:: WHAT YOU HAVE TO DO ::
Rescale the records below by reproducing every line except the pictures, with each answer coordinate multiplied by 1.15 and rounded to the nearest whole number, halves rounded up.
-- Start GIVEN INFORMATION --
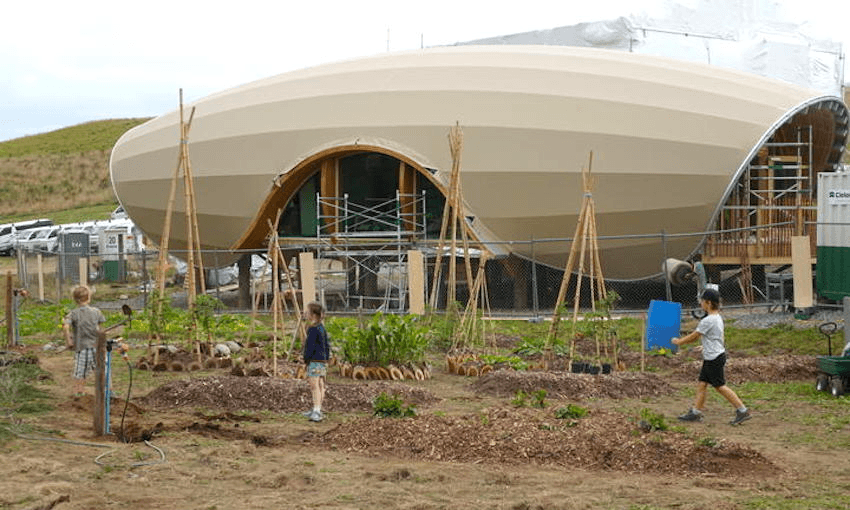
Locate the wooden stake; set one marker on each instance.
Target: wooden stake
(452, 211)
(10, 320)
(586, 238)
-- End GIVEN INFORMATION --
:: ANSWER TO THIS TASK ::
Locate the wooden stake; set one marker on each instance.
Target: wooden stake
(520, 243)
(12, 368)
(674, 274)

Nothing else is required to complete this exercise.